- _Фрагмент страницы_
-------
Уже теперь сравнение метода психоанализа и применявшихся ранее и весьма распространенных методов психотерапии поможет сделать важные выводы относительно самого этого метода и принципов, на которых он основан. Постоянно расширяя круг пациентов и занимаясь уже не психопатологическими личностями, а типичными представителями социальных групп, психоанализ переходит от лечения к обращению: вылечить можно только больного, плохо адаптирующегося или неустойчивого индивида можно лишь убедить. Возникает вполне реальная опасность, что лечение (независимо от намерений врача, разумеется) приведет не к исчезновению психического расстройства или к устранению контекста, на фоне которого расстройство возникло, а к перестройке всех восприятий пациента в зависимости от психоаналитических интерпретаций. Таким образом можно прийти к исходной точке, когда появится теоретическая возможность возникновения магическо-социальной системы, которую мы проанализировали выше.
-------
- _Предоставленные материалы_

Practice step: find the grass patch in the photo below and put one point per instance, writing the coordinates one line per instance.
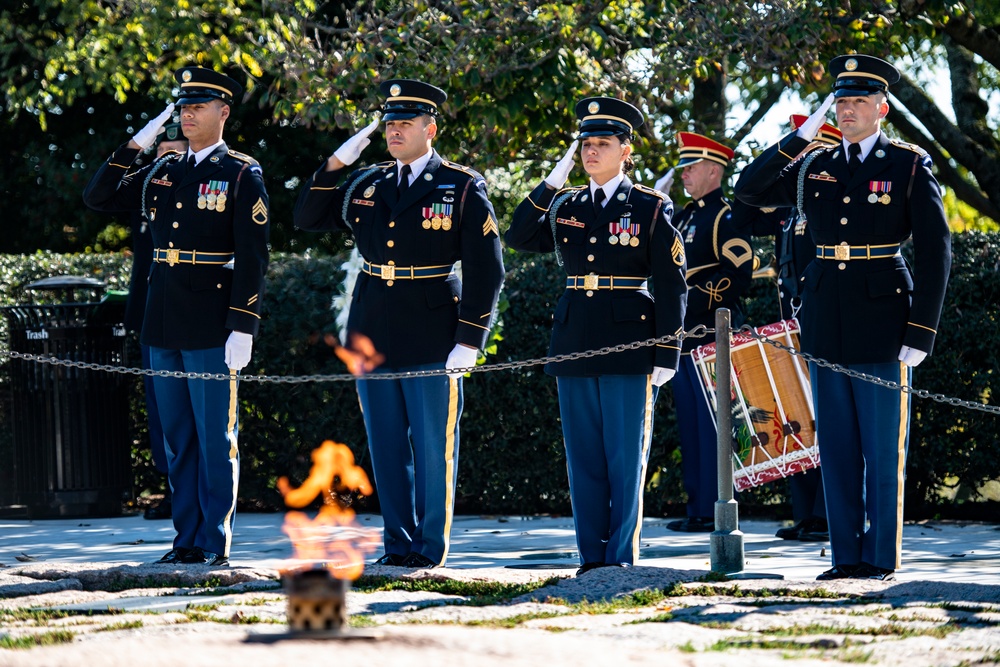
(897, 630)
(665, 617)
(511, 621)
(681, 590)
(361, 621)
(31, 615)
(122, 625)
(44, 639)
(478, 593)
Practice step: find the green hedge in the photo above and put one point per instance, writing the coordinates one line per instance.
(511, 454)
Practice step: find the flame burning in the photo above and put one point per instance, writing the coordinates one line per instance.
(333, 539)
(359, 355)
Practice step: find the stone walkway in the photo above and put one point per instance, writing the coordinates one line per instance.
(81, 592)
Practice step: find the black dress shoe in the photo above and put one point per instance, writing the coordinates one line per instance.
(162, 510)
(216, 560)
(419, 561)
(693, 524)
(175, 555)
(195, 556)
(587, 567)
(838, 572)
(866, 571)
(396, 560)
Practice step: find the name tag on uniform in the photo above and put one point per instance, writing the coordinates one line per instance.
(823, 177)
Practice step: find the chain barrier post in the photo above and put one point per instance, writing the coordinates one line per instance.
(726, 542)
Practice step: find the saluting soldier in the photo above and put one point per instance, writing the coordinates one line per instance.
(794, 249)
(613, 237)
(719, 268)
(412, 219)
(208, 214)
(862, 307)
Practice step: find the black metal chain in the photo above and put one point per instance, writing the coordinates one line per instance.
(700, 331)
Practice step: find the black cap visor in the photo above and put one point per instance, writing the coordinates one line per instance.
(858, 87)
(604, 128)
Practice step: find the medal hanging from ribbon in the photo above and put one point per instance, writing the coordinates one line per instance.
(437, 216)
(625, 232)
(212, 195)
(879, 192)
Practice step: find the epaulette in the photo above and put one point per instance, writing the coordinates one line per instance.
(907, 146)
(243, 157)
(476, 176)
(649, 191)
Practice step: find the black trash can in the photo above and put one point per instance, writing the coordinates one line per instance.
(70, 426)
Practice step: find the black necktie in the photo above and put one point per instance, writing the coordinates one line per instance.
(598, 200)
(854, 160)
(404, 179)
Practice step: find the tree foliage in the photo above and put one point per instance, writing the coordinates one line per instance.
(77, 76)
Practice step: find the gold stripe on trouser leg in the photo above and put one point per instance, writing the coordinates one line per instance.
(904, 418)
(647, 437)
(227, 526)
(449, 457)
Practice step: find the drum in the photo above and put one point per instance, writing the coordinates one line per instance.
(774, 425)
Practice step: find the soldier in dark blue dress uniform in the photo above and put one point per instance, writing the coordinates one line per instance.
(613, 237)
(862, 307)
(208, 212)
(412, 219)
(720, 265)
(794, 249)
(171, 139)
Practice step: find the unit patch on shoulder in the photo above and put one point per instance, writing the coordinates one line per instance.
(490, 226)
(677, 251)
(259, 212)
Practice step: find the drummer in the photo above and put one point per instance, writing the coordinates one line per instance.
(720, 264)
(794, 249)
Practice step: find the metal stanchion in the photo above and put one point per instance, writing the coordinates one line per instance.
(726, 542)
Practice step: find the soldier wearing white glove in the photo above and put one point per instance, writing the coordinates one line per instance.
(238, 348)
(809, 128)
(662, 375)
(462, 356)
(560, 173)
(145, 137)
(911, 356)
(350, 150)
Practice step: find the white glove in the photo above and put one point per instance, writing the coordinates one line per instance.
(911, 356)
(147, 135)
(557, 177)
(461, 357)
(663, 185)
(238, 348)
(662, 375)
(811, 127)
(350, 150)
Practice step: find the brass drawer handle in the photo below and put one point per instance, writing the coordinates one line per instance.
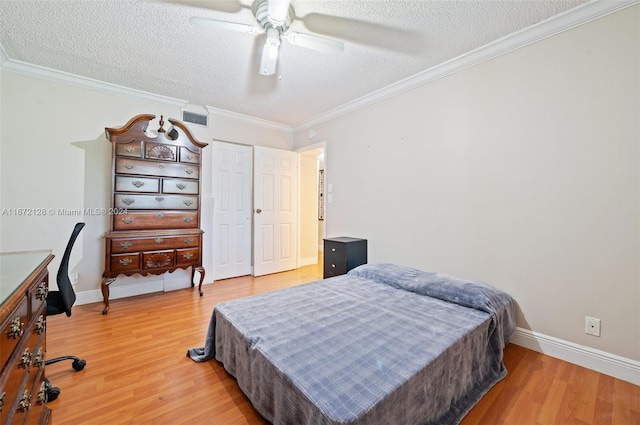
(39, 360)
(42, 393)
(41, 293)
(25, 359)
(16, 329)
(25, 402)
(41, 325)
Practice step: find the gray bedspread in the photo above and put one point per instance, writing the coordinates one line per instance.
(381, 345)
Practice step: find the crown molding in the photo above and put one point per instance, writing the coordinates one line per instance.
(246, 119)
(563, 22)
(587, 12)
(49, 74)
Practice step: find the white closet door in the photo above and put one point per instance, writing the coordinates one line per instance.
(275, 204)
(231, 210)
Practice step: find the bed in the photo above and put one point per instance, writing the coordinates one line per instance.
(383, 344)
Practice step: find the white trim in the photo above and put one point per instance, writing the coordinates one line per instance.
(246, 119)
(587, 12)
(552, 26)
(600, 361)
(129, 290)
(75, 80)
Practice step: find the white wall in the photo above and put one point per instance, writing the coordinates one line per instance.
(522, 171)
(54, 155)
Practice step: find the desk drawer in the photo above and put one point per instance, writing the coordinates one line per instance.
(13, 328)
(158, 260)
(156, 220)
(156, 202)
(153, 168)
(125, 262)
(154, 243)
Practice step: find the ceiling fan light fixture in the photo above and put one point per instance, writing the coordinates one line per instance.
(270, 51)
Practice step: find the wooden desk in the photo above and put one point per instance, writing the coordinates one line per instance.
(24, 283)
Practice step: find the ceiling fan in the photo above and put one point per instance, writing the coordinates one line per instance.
(274, 19)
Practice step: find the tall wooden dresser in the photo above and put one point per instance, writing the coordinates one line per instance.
(155, 202)
(24, 283)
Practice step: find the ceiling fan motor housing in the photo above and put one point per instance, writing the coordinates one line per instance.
(260, 10)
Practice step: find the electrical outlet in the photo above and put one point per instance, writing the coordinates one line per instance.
(591, 326)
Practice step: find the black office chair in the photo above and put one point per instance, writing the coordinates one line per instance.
(61, 301)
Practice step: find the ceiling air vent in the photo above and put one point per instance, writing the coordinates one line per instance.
(193, 118)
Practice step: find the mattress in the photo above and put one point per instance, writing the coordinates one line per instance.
(384, 344)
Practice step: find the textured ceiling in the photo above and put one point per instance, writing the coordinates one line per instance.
(151, 46)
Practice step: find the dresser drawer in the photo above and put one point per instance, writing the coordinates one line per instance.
(152, 168)
(187, 257)
(160, 151)
(137, 184)
(156, 220)
(158, 260)
(37, 295)
(131, 149)
(125, 262)
(189, 187)
(154, 243)
(190, 157)
(156, 202)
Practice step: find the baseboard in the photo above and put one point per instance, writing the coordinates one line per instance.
(307, 261)
(131, 290)
(600, 361)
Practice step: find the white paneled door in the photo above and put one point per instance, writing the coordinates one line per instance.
(275, 203)
(231, 210)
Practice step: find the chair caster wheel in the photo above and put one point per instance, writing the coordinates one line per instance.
(78, 365)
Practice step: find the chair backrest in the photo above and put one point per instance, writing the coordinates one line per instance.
(67, 293)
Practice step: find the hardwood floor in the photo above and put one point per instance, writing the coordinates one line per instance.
(138, 373)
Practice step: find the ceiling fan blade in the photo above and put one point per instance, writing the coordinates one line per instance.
(365, 33)
(313, 42)
(277, 11)
(223, 25)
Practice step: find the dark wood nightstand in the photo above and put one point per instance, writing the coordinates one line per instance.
(342, 254)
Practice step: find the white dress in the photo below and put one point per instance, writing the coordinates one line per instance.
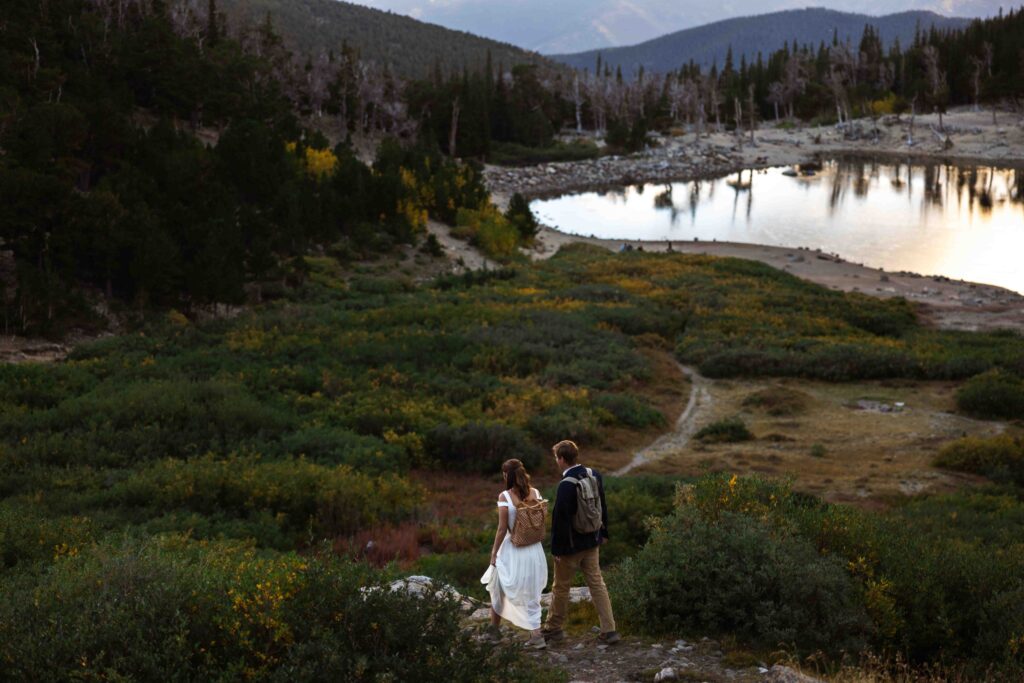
(519, 577)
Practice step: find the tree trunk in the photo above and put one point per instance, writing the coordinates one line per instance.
(454, 133)
(739, 122)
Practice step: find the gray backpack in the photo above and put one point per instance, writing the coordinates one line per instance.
(589, 512)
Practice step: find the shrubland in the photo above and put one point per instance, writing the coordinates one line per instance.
(934, 580)
(311, 418)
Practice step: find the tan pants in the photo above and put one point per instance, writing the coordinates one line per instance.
(565, 568)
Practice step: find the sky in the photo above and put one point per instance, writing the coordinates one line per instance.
(572, 26)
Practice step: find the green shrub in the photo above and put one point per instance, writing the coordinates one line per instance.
(999, 458)
(481, 447)
(330, 445)
(736, 575)
(995, 394)
(497, 237)
(571, 421)
(729, 430)
(634, 502)
(28, 535)
(520, 215)
(221, 611)
(131, 422)
(302, 497)
(930, 574)
(630, 411)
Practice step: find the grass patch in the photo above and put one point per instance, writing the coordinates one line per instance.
(778, 401)
(731, 430)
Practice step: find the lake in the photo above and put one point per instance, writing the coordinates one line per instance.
(963, 222)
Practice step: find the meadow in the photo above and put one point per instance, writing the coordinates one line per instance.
(227, 476)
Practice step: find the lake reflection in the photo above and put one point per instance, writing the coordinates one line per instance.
(962, 222)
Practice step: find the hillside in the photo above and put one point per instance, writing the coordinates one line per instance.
(750, 35)
(412, 48)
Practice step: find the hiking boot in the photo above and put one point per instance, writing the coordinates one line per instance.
(536, 643)
(552, 636)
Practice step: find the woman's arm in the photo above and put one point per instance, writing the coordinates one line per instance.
(503, 527)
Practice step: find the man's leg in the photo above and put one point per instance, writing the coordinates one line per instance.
(591, 564)
(565, 568)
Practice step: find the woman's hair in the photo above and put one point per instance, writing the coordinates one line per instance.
(516, 477)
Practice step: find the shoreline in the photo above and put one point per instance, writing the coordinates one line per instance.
(944, 302)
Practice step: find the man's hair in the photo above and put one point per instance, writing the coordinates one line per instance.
(567, 451)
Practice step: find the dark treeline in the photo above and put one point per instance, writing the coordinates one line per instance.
(829, 82)
(150, 155)
(155, 156)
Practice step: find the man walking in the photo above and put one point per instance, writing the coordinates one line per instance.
(579, 526)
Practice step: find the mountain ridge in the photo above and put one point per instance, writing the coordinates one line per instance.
(411, 47)
(762, 33)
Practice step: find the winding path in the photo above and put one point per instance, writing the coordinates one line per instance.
(685, 426)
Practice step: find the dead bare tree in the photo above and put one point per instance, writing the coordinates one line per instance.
(739, 121)
(794, 80)
(752, 108)
(776, 96)
(454, 131)
(578, 101)
(936, 79)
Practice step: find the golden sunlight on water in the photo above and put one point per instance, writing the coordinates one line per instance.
(963, 222)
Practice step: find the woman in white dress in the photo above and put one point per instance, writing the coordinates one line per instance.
(520, 572)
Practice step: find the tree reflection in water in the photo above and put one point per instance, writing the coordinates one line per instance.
(960, 221)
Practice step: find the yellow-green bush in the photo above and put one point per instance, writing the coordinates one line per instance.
(494, 233)
(302, 496)
(175, 609)
(999, 458)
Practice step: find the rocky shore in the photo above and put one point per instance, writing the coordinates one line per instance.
(973, 137)
(944, 302)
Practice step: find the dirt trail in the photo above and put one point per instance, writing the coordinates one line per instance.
(685, 427)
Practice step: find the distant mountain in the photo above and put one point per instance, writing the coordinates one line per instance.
(410, 47)
(750, 35)
(571, 26)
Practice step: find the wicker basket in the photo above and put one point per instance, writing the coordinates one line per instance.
(529, 519)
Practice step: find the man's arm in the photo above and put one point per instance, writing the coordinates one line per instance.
(604, 507)
(561, 518)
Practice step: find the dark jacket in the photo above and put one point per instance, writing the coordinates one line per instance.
(564, 540)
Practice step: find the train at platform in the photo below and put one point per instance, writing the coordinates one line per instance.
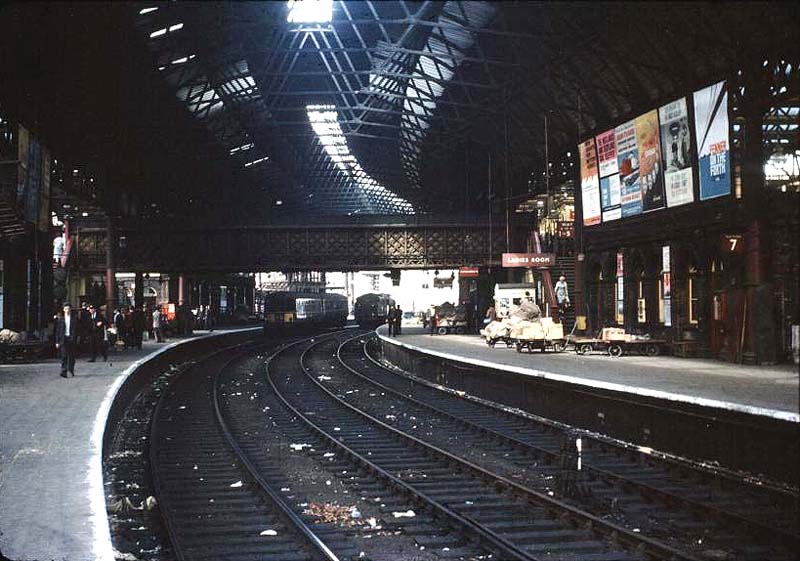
(304, 309)
(372, 309)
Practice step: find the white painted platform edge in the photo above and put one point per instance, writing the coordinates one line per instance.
(102, 547)
(648, 392)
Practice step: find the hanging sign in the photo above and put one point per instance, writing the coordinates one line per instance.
(529, 260)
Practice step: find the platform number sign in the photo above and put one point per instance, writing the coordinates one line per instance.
(732, 243)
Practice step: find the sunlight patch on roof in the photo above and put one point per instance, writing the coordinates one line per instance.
(324, 121)
(309, 11)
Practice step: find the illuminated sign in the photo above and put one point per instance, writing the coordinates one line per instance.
(733, 243)
(529, 260)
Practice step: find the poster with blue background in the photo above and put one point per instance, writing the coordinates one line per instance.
(713, 144)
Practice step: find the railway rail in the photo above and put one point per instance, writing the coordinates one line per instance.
(518, 522)
(707, 511)
(214, 506)
(438, 474)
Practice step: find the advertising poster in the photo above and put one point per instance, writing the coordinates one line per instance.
(609, 191)
(44, 202)
(651, 178)
(607, 153)
(676, 151)
(628, 162)
(711, 131)
(590, 183)
(612, 214)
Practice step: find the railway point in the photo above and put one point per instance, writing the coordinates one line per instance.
(326, 280)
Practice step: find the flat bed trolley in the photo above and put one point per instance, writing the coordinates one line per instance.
(615, 342)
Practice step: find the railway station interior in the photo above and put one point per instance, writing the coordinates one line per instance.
(399, 280)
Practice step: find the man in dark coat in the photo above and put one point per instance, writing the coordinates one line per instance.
(67, 334)
(137, 322)
(97, 334)
(391, 318)
(398, 325)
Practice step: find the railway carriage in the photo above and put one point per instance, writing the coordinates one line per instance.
(297, 309)
(371, 309)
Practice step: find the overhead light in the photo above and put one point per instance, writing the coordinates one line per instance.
(309, 11)
(258, 161)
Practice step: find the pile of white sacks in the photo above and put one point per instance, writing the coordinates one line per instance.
(524, 323)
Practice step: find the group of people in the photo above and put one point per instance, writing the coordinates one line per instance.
(86, 330)
(394, 319)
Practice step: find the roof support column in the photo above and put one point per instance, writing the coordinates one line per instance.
(111, 268)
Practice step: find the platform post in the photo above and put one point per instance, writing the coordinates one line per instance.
(111, 268)
(138, 289)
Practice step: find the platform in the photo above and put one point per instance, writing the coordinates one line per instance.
(52, 504)
(770, 391)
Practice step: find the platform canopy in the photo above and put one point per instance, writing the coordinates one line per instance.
(397, 108)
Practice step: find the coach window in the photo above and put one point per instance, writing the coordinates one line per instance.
(693, 296)
(641, 303)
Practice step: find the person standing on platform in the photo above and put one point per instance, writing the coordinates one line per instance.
(83, 345)
(137, 325)
(67, 334)
(97, 334)
(398, 326)
(157, 324)
(390, 320)
(562, 295)
(119, 326)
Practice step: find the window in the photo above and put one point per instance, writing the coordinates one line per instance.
(620, 292)
(693, 298)
(641, 308)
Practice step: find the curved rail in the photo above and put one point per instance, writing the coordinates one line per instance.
(584, 520)
(284, 511)
(762, 529)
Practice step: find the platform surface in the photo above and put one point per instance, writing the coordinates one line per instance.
(52, 504)
(763, 390)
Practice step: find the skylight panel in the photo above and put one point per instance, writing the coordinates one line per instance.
(324, 122)
(241, 148)
(309, 11)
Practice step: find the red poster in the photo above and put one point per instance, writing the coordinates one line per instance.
(607, 153)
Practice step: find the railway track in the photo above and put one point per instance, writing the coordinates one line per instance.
(515, 521)
(426, 473)
(213, 504)
(699, 510)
-------
- _Задания к упражнению_
(a) Согласно фрагменту о психоанализе, от чего и к чему переходит психоанализ, постоянно расширяя круг пациентов?
(b) Перечислите все обозначения людей, кроме врача и автора, встречающиеся во фрагменте о психоанализе.
(c) Продолжите фрагмент о психоанализе, начав сразу после его последнего предложения.

- _Ответы к заданиям_
(a) От лечения к обращению.

(b) Пациенты; психопатологические личности; типичные представители социальных групп; больной; плохо адаптирующийся индивид; неустойчивый индивид.

(c)
Если анализ привел нас к правильным выводам, то в магическом поведении следует видеть реакцию на ситуацию, которая сознанием воспринимается аффективно, но сущность которой лежит в сфере интеллекта. Только история символических функций позволяет объяснить то, что для человеческого интеллекта вселенная всегда недостаточно значима, а разум всегда имеет больше значений, чем имеется объектов, которым их можно приписать. Разрываемый между этими двумя системами — системой означающего и системой означаемого, человек с помощью магического мышления обретает третью систему, в которую вписываются противоречивые дотоле данные. Но эта третья система, как известно, возникает и развивается в ущерб познанию. Для развития познания необходимо, чтобы из двух первых систем развивалась только одна, причем она должна быть углублена и разработана до такого состояния (до которого нам еще очень далеко), чтобы она смогла полностью растворить в себе вторую. Не следует индивиду, будь он нормален или ненормален, повторять ошибки коллективного опыта человечества. Даже если изучение психических заболеваний привело нас к заключению, что всякий индивид в той или иной мере пользуется противоречивыми системами и страдает от их противоречивости, тем не менее из того, что система, позволяющая достичь интеграции этих противоречий, возможна и снимает причину заболевания, еще не следует, что подобная адаптация не будет абсолютным шагом назад по отношению к существовавшей прежде конфликтной ситуации.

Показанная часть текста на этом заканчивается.